(Coordinate labeling data)
** Start **
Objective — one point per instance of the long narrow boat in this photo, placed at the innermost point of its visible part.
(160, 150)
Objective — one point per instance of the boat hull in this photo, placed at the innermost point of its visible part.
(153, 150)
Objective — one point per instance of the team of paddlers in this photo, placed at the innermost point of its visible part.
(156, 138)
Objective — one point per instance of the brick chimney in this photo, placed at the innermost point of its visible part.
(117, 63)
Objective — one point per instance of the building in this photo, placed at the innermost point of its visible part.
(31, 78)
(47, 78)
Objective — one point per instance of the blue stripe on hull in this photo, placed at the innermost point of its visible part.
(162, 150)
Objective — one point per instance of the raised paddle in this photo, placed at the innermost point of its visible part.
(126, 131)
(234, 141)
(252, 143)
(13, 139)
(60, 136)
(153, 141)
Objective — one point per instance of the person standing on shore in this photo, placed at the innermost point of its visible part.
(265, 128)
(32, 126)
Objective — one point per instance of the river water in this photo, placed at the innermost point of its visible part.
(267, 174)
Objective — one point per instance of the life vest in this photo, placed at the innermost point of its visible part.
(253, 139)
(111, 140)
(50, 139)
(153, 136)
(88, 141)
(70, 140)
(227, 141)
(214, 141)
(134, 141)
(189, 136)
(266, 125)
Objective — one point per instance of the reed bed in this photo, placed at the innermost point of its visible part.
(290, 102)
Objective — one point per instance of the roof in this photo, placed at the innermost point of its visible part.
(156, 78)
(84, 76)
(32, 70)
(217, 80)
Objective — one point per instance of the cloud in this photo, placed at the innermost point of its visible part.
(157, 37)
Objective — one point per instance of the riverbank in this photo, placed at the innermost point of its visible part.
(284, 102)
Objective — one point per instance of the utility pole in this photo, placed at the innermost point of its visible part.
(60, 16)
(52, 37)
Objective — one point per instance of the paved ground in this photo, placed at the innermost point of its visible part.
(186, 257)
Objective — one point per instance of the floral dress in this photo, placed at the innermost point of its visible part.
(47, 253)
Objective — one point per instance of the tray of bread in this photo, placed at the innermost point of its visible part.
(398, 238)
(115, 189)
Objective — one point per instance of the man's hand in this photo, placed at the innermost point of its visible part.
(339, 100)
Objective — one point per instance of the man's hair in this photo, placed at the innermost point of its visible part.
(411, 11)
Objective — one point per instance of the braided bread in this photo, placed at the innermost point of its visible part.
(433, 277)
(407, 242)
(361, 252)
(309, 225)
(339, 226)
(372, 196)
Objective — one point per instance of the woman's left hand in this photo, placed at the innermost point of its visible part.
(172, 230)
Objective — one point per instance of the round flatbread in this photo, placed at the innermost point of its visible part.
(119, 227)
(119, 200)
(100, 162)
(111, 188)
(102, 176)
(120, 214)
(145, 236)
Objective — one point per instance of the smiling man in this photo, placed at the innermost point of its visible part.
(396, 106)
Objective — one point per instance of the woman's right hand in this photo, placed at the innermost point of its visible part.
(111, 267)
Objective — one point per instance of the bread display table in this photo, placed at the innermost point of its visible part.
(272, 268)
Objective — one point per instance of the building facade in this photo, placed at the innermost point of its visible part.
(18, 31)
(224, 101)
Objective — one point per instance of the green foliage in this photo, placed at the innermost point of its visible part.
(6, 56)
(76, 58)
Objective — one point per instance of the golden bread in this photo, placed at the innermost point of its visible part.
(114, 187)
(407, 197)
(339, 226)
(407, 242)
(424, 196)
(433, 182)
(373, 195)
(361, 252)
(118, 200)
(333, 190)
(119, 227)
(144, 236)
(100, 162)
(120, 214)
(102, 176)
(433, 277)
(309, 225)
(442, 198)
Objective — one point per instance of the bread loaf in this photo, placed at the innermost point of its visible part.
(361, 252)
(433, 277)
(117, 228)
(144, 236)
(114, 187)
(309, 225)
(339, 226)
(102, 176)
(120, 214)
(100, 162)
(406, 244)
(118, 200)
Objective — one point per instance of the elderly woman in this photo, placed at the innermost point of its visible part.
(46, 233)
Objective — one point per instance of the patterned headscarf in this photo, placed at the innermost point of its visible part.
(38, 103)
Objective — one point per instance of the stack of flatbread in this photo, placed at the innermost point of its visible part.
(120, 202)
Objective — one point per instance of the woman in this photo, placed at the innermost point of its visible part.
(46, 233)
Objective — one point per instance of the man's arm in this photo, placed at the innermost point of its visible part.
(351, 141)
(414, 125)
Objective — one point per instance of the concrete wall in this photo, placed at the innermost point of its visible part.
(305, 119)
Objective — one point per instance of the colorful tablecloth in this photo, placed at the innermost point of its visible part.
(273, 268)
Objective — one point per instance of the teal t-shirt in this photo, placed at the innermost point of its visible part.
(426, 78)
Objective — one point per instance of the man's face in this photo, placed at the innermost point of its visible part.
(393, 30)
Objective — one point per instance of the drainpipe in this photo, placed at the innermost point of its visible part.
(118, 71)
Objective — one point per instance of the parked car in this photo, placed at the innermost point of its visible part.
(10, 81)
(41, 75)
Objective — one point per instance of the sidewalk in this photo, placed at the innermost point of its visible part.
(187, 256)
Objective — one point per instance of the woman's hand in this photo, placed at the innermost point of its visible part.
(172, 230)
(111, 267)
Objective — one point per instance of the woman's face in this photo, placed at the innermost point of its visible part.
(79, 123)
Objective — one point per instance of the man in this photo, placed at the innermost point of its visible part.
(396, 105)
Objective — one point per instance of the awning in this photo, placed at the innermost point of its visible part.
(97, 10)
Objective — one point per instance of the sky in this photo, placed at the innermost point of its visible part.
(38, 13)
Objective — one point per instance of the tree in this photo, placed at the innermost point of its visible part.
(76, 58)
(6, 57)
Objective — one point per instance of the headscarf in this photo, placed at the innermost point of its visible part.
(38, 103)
** End **
▶ _WHAT IS NEEDED_: Return all of the entries exactly as they were supplied.

▶ _THE RESPONSE_:
Objective — one point per instance of the long narrow boat in this photo, placed at the innermost point of its visible part.
(160, 150)
Objective — one point per instance of the boat hull in this photo, placed at the innermost point of its visible part.
(153, 150)
Objective — one point per instance of the team of paddlers in this photo, placed at the innermost point of its visible part.
(156, 138)
Objective — one point per instance of the brick chimney in this photo, placed at the innermost point of its visible part.
(117, 63)
Objective — one point per instance of the building in this photo, placed at the innermost point of its visible part.
(31, 78)
(47, 78)
Objective — one point per instance of the blue stripe on hull in this photo, placed at the innermost point of its visible part.
(162, 150)
Objective — one point per instance of the raised paddle in this photo, placed at the innermost point of its visible part.
(126, 131)
(234, 141)
(252, 143)
(13, 139)
(60, 136)
(153, 141)
Objective — one point per instance of the person standing on shore in this photo, placed at the innermost point of its visible part.
(265, 128)
(32, 126)
Objective — one point per instance of the river water in this photo, placed at the innermost point of its visible part.
(267, 174)
Objective — one point per instance of the life vest in this photo, placed at the innermost point of its visible part.
(253, 139)
(111, 140)
(50, 139)
(153, 136)
(88, 141)
(70, 140)
(227, 141)
(214, 141)
(134, 141)
(189, 136)
(266, 125)
Objective — one point per instance of the reed bed in this photo, placed at the innermost point of its visible part.
(290, 102)
Objective — one point per instance of the roof in this photo, placed at the innermost point of its visible part.
(156, 78)
(84, 76)
(32, 70)
(217, 80)
Objective — one point per instance of the cloud in this photo, placed at the innermost point of its visible part.
(157, 37)
Objective — one point per instance of the riverbank in this photo, placed at the innermost point of its visible part.
(284, 102)
Objective — one point per instance of the utility pole in this photo, placed at the innermost point of its visible part.
(60, 16)
(52, 37)
Objective — one point per instance of the paved ground in this photo, placed at the innermost point of its visible part.
(186, 257)
Objective — one point per instance of the floral dress in this photo, placed at the innermost point of its visible part.
(47, 253)
Objective — one point per instance of the tray of bread in this photo, placed at the innermost point of its visible part.
(398, 238)
(115, 189)
Objective — one point per instance of the man's hand in this photo, placed at the innermost point of its visible part.
(339, 100)
Objective — one point per instance of the man's hair in this photo, placed at the innermost point of its visible part.
(411, 11)
Objective — one point per instance of the braided bread in this photo, placed at the innermost point of its visible part.
(433, 277)
(407, 242)
(361, 252)
(309, 225)
(339, 226)
(372, 196)
Objective — one point per instance of the woman's left hand in this photo, placed at the innermost point of its visible part.
(172, 230)
Objective — one point per instance of the round flatbread in this photo, placed at the innermost point of its visible part.
(119, 227)
(119, 200)
(100, 162)
(111, 188)
(102, 176)
(120, 214)
(145, 236)
Objective — one point per instance of the smiling man in this photo, placed at the innermost point of its visible part.
(396, 106)
Objective — one point per instance of the woman's right hand in this photo, placed at the innermost point of its visible part.
(111, 267)
Objective — one point per instance of the bread display table in this photo, placed at the innermost point of its visible part.
(272, 268)
Objective — one point per instance of the building facade in this photo, placed at the innermost point of its visible part.
(18, 31)
(224, 101)
Objective — one point per instance of the green foliage in this photo, placed at the innermost point of its visible part.
(6, 56)
(76, 58)
Objective — one point per instance of the golden bread in this photo, placed at the innermost point of its visible part.
(114, 187)
(407, 197)
(339, 226)
(407, 242)
(424, 196)
(433, 182)
(373, 195)
(361, 252)
(118, 200)
(333, 190)
(119, 227)
(144, 236)
(100, 162)
(120, 214)
(102, 176)
(433, 277)
(309, 225)
(442, 198)
Objective — one point per instance of the bread loaf in this photo, placed at the innermost point of its visible part.
(361, 252)
(433, 277)
(117, 228)
(144, 236)
(114, 187)
(309, 225)
(339, 226)
(102, 176)
(120, 214)
(100, 162)
(406, 244)
(118, 200)
Objective — one point per instance of the elderly woman in this photo, placed at the innermost point of its visible part.
(46, 233)
Objective — one point per instance of the patterned headscarf in this photo, placed at the innermost point of its visible part.
(38, 103)
Objective — one point per instance of the stack of flatbread in this photo, placed at the innermost point of its visible part.
(120, 202)
Objective — one point per instance of the woman in this photo, placed at the innermost point of its visible part.
(46, 233)
Objective — one point per instance of the man's arm in this photo, placed at the innermost point of its visible part.
(351, 141)
(414, 125)
Objective — one point per instance of the concrete wall in this photo, placed at the innermost point of its visible part.
(305, 119)
Objective — one point per instance of the colorful tablecloth in this photo, placed at the innermost point of its visible part.
(273, 268)
Objective — one point per instance of the teal t-shirt in this photo, placed at the innermost point of its visible part.
(426, 78)
Objective — one point per instance of the man's face in this photo, placed at the innermost point of its visible part.
(393, 30)
Objective — one point per instance of the drainpipe in this photo, placed at the innermost point of its visible part.
(118, 71)
Objective — one point per instance of the parked car in this photo, placed at the innermost point of its visible part.
(10, 81)
(41, 75)
Objective — one point per instance of the sidewalk in this photo, placed at the innermost point of its visible part.
(187, 256)
Objective — one point per instance of the woman's hand in this photo, placed at the innermost point of its visible part.
(172, 230)
(111, 267)
Objective — one point per instance of the woman's face in this photo, placed at the innermost point of its visible part.
(79, 123)
Objective — one point per instance of the man in this photo, placed at the innermost point of its visible part.
(396, 105)
Objective — one point per instance of the awning in this photo, placed at the innermost point of its visible part.
(97, 10)
Objective — one point per instance of the sky in this photo, placed at the innermost point of its visible part.
(38, 13)
Objective — one point per instance of the tree in this photo, placed at the innermost point of its visible part.
(76, 58)
(6, 57)
Objective — one point per instance of the headscarf in this photo, placed at the innermost point of its visible part.
(38, 103)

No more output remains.